**Work instructions:** Filter the entries below, keeping every line that has the word "dark".

**Data supplied:**
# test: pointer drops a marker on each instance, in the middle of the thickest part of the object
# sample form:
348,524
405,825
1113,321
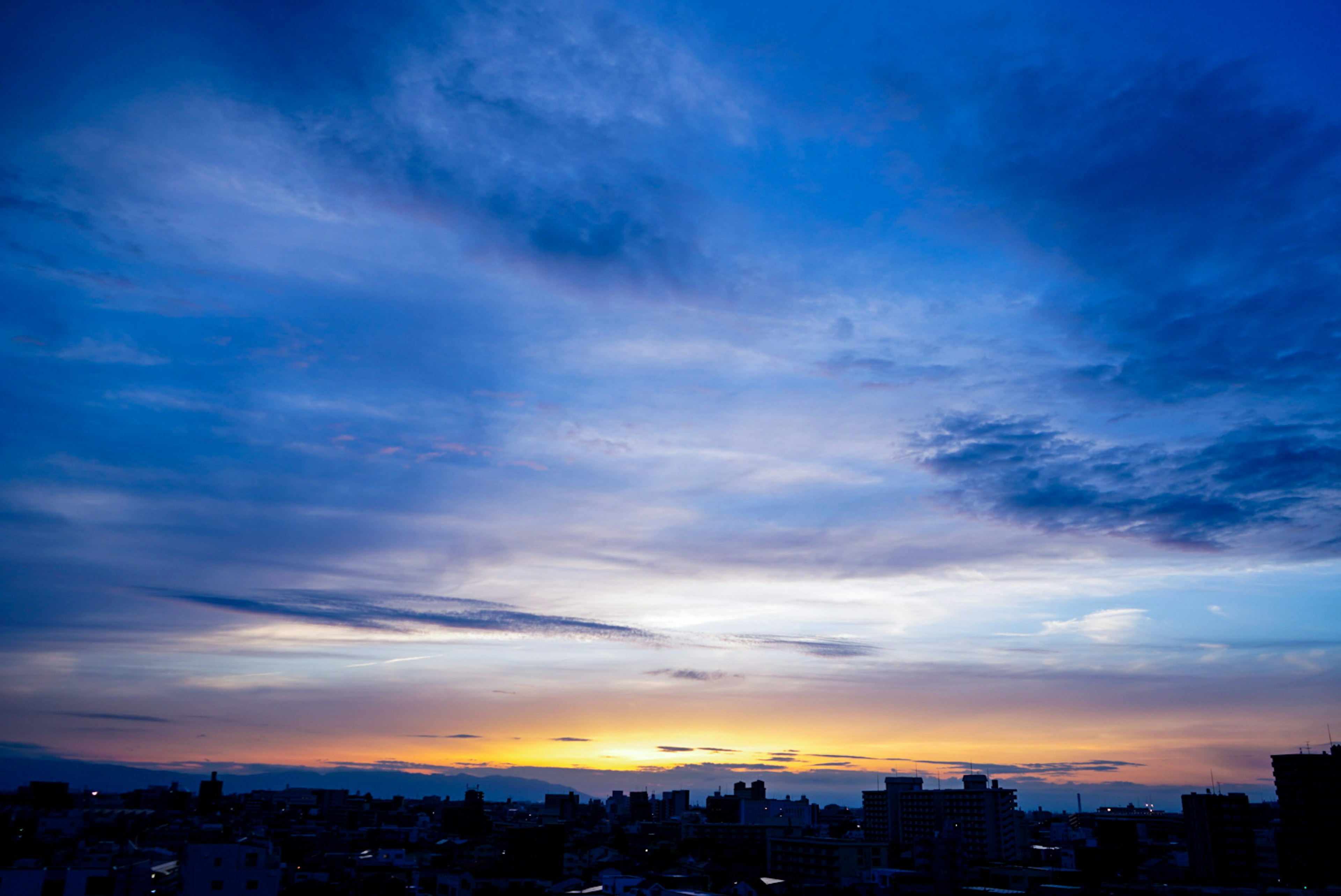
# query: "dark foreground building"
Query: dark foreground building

**Solution for this exercise:**
# query: "dark foreground building"
Query: dark foreground building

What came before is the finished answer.